→ **Directions**
Write the material out again in full, exactly.

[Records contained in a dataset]
□ □ □ □ □ □ □

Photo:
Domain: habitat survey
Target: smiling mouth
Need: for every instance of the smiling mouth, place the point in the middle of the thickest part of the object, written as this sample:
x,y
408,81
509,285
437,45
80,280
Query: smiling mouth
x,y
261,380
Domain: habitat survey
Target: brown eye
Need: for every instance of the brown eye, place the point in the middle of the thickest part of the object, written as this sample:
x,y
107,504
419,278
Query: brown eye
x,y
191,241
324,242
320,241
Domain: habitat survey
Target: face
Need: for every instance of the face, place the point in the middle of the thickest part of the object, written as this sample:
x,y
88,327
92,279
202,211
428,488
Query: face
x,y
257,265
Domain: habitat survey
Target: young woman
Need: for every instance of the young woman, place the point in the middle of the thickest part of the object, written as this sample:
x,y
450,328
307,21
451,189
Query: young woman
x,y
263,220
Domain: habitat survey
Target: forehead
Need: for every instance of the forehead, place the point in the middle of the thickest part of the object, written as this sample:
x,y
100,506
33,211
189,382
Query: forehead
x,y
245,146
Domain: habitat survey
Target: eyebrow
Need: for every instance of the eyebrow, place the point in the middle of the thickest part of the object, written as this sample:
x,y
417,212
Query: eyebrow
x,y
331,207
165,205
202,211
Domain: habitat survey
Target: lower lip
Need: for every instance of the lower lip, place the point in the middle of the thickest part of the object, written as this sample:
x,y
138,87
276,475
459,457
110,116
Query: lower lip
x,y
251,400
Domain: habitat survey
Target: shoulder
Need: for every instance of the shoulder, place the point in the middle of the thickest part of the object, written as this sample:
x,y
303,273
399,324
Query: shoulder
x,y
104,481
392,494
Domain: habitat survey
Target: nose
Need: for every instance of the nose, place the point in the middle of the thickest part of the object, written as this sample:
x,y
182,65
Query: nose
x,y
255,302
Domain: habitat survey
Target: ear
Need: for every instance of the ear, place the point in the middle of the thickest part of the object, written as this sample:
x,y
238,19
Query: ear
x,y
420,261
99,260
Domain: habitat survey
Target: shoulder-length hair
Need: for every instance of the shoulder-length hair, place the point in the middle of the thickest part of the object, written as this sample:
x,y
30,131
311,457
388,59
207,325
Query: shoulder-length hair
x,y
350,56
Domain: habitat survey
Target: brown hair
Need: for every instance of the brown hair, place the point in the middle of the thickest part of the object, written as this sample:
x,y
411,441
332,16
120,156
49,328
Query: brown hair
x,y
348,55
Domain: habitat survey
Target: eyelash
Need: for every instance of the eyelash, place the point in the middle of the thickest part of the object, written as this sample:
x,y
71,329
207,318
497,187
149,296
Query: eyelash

□ □ □ □ □ □ □

→ **Response to the task**
Photo:
Domain: habitat survey
Target: smiling mouth
Need: for every instance of the smiling mouth, place the point in the middle of the thickest part of the object, written as this sample:
x,y
408,81
509,285
437,45
80,280
Query: smiling mouth
x,y
261,380
Domain: habitat survey
Target: brown eye
Need: for every instance of the brown eye, place the point in the middle of the thickest part of the object, written as this sample:
x,y
107,504
419,278
Query: brown eye
x,y
191,241
324,242
320,241
Domain: habitat survey
Target: face
Need: for every instance of the face, place the point in the middle of the thickest part of the object, written as this sample:
x,y
88,327
92,279
202,211
428,488
Query: face
x,y
257,265
Domain: habitat survey
Target: young woman
Need: for every instance of the young woman, place the point in the middle of the thickest part of the object, written as this sample:
x,y
450,328
307,21
451,189
Query: young woman
x,y
263,220
Domain: habitat survey
Target: forehead
Need: for every instance of the forehead, place the point in the middle of the thickest part of the object, written as this sample:
x,y
100,506
33,211
189,382
Query: forehead
x,y
245,146
Domain: habitat survey
Target: eyebrow
Need: for every instance of the eyebrow, place the point in the middle of the thickest part of the object, written as this sample:
x,y
417,212
Query: eyebrow
x,y
331,207
165,205
202,211
Domain: habitat survey
Target: lower lip
Need: for every instance of the lower lip, place the point in the middle of the thickest part of the object, written as this sample:
x,y
138,87
276,475
459,457
110,116
Query: lower lip
x,y
251,400
Domain: habitat survey
Target: shoulder
Need: for every instance of the shoulder, place the point in the middle of the thickest part of the object, written as this sample:
x,y
303,273
399,324
Query: shoulder
x,y
104,481
392,494
Domain: habitat survey
Target: nose
Need: for every instance of the nose, place the point in the middle of the thickest part of the object, written as this sample:
x,y
182,65
Query: nose
x,y
255,302
Domain: habitat survey
Target: ear
Need: for every instance of the ear, place the point in the middle of the thickest part of the object, written as this sample:
x,y
238,19
Query: ear
x,y
420,261
99,260
Domain: habitat survey
Target: shoulder-length hair
Need: for every instance of the shoulder-length hair, place the point in the middle of the thickest part of the object, written as this sample:
x,y
30,131
311,457
388,59
207,325
Query: shoulder-length hair
x,y
350,56
Domain: habitat survey
Target: brown hair
Need: for every instance of the brown hair, place the point in the middle of the thickest part of the object, written as this sample:
x,y
411,441
332,16
120,156
49,328
Query: brown hair
x,y
348,55
Domain: habitat survey
Target: eyelash
Need: for every instance of the eyelash, place the point in the middle of the thickest part of the object, written as this sample:
x,y
71,329
207,318
497,187
149,296
Query: eyelash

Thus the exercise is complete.